- [To do]:
Copy out the entries from the line containing "Please pin the large" through the end of the entries, swapping "fish" for "trout" and changing nothing else.

Position annotation records
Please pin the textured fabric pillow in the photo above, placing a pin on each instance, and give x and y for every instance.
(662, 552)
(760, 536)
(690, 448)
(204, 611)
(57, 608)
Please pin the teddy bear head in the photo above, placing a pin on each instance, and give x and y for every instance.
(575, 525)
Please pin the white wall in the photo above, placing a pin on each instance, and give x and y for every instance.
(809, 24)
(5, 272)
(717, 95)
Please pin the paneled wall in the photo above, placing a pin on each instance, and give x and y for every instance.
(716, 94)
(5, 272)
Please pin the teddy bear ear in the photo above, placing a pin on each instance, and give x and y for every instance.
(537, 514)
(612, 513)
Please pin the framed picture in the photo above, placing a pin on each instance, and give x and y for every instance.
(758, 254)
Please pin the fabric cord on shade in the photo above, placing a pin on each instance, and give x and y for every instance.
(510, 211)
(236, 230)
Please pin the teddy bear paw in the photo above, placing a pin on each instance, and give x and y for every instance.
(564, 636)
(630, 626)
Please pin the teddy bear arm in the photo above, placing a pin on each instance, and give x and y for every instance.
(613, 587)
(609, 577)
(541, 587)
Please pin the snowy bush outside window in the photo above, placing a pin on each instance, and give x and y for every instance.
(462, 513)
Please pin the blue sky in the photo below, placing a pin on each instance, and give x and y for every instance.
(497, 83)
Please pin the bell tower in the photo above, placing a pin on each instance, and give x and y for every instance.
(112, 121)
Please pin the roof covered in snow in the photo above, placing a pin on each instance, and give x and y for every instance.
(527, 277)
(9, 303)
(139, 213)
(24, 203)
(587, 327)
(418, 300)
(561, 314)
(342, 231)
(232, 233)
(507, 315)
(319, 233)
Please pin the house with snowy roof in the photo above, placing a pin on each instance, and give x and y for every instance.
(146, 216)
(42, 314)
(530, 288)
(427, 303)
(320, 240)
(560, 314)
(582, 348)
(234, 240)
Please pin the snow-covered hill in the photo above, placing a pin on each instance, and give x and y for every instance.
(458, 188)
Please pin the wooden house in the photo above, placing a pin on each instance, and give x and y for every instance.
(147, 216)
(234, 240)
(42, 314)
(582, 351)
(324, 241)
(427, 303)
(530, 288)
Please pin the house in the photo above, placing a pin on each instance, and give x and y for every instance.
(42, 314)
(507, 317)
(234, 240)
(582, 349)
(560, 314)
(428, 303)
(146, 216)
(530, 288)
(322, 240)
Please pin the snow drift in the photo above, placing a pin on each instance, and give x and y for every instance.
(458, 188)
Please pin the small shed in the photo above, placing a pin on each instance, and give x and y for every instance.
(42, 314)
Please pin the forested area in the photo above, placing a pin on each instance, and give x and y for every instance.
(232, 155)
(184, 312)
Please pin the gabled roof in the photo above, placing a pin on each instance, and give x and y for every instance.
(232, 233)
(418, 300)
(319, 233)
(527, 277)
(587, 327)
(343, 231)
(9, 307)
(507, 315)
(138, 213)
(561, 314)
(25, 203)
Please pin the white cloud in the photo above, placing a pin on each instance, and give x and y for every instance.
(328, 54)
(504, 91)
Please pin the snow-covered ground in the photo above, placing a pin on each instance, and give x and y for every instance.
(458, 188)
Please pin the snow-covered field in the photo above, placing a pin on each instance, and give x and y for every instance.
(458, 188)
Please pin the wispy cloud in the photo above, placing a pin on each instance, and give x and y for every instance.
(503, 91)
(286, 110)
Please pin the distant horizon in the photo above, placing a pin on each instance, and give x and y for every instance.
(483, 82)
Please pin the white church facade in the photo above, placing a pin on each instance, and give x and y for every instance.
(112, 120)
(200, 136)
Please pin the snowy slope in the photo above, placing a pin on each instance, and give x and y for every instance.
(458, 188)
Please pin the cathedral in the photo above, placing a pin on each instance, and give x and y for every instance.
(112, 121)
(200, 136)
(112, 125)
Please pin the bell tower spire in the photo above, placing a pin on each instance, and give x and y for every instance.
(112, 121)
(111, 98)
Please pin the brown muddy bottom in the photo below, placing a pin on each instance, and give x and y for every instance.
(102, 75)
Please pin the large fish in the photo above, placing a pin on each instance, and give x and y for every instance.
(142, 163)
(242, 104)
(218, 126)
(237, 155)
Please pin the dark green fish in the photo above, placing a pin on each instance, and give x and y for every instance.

- [Full response]:
Please pin the large trout in the photo above, placing a pin on each instance, and give x and y for every instance.
(142, 163)
(242, 104)
(218, 126)
(237, 155)
Please pin the dark green trout in the photo above, placing a pin on each instance, and give x and y for every instance.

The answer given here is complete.